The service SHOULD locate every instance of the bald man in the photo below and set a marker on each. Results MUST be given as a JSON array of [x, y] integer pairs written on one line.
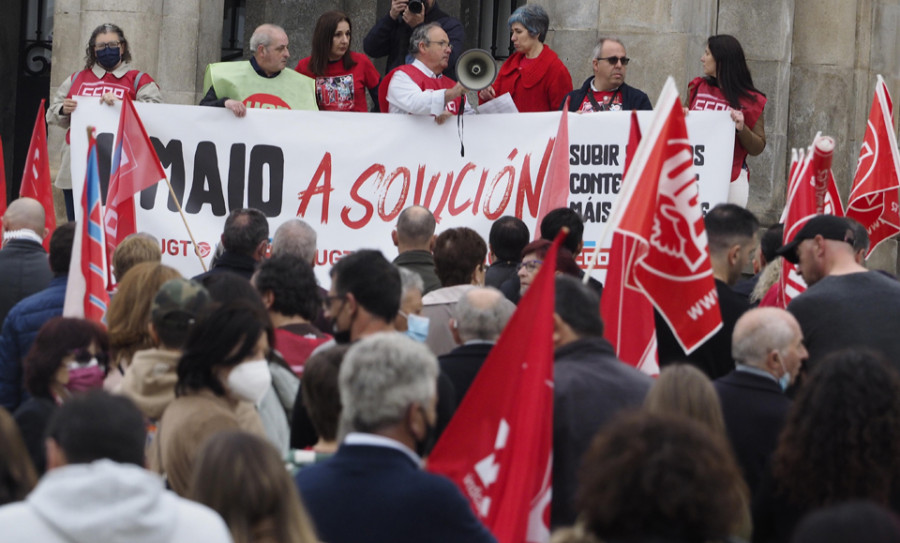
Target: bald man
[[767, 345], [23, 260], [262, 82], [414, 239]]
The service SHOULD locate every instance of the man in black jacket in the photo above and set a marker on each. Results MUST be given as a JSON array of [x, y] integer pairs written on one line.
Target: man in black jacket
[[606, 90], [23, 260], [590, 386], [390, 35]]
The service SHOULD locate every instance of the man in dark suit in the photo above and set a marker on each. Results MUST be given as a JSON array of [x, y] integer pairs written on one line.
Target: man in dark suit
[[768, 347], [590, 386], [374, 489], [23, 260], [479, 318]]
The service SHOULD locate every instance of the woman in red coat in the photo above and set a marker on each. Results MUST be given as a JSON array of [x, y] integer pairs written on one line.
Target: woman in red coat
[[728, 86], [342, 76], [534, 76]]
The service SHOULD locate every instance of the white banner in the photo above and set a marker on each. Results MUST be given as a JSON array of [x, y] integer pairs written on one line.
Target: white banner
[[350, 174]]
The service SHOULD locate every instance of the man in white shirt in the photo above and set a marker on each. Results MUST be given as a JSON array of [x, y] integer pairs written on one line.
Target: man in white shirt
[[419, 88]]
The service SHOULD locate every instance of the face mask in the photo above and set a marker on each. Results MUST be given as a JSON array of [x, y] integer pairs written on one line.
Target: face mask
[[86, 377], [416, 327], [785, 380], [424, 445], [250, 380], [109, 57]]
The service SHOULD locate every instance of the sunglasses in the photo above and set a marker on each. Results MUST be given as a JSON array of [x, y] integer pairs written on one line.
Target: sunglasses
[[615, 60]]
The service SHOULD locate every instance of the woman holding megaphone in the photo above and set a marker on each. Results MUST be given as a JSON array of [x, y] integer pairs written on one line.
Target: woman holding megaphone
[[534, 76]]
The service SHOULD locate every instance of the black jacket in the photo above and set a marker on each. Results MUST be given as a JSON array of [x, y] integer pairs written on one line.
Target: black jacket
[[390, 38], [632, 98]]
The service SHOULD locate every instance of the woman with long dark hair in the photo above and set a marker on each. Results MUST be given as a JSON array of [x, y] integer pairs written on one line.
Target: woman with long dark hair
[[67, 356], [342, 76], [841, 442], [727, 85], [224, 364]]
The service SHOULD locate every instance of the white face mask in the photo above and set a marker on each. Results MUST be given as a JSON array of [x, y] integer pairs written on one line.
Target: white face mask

__EXERCISE__
Leave out the pictures, and give all the records again exactly.

__SOLUTION TO THE EXERCISE__
The service SHOULD locate every instance of the bald man in the photo below and set a marker on each. Results MUST be given as a JSON array of [x, y] integer pairs written on one line.
Target: bald man
[[767, 345], [23, 260], [262, 82], [414, 239]]
The service SHOULD locate every instance of the man in black jacket in the photo above and set a marker on each. Results MUST be given as a JSON array of [x, y] integer pairs written on one line.
Target: man in black jacket
[[606, 90], [23, 260], [590, 386], [390, 35]]
The service SHOULD locate every instance of the man in dark suit in the photo above and set a marker on each. Results MUST be given as a JSON array of [x, y] integer pairs written on one line.
Target: man in dark suit
[[768, 347], [590, 386], [374, 489], [23, 260], [479, 318]]
The service SHOULD locate every instance of the woman in red coat in the photo above and set a marker on each. Results MUST be given as a JSON array of [x, y] integer pairs written on one line.
Target: woman in red coat
[[728, 86], [342, 76], [534, 76]]
The service SHOULD locate every instance of the white banner in the photo above and set a marker on each. Results MUST be given as a JSON array of [x, y] integer pairs written on one line.
Target: white banner
[[350, 174]]
The service SHOULD locate every instance of the man in white shirt in the photo above and set a marker on each. Results MUST be given as a JSON array of [x, y] integer pairs written on one line.
Target: man in white shirt
[[419, 88]]
The service SHOULD locate every instance of the face mask in the photo above and set a marker on each. Results MUST be given as a JSON array of [x, y] integer pairs written on one line.
Target: face mask
[[86, 377], [416, 327], [785, 380], [424, 445], [250, 380], [109, 57]]
The service SHOULD locate every instance of the sunglasses in the photo above and set a marker on each. Results MUST be given as a JSON array of [x, y] integer pairs written on one line.
Target: sunglasses
[[615, 60]]
The service SHOULD locate every instance of the woman holding megaphone in the photo above and set a marker on each. Results MUST be given as a JSON array of [x, y] integer pairs written on one line.
Target: woman holding megaphone
[[534, 76]]
The service SHOULD locate every instance of the black jacket in the photo above and set a marker on each. Results MUST be given as a JSON array of [x, y] integer pairs written on one line.
Target: black jacket
[[390, 38], [632, 98]]
The service SHOULD locate every instance of the woman with long dark hair in the photo above and set a marker on each. Results MUST be given as a JSON array of [x, y] integer pairs written on one line.
Target: woman with long dark hair
[[67, 356], [342, 76], [841, 442], [727, 85], [224, 364]]
The service SHOULD locate every instance of the white face mask in the photo above and set a marker on each. Results MUST be given as a JSON array of [x, y] integer pairs written on one line.
Target: white face mask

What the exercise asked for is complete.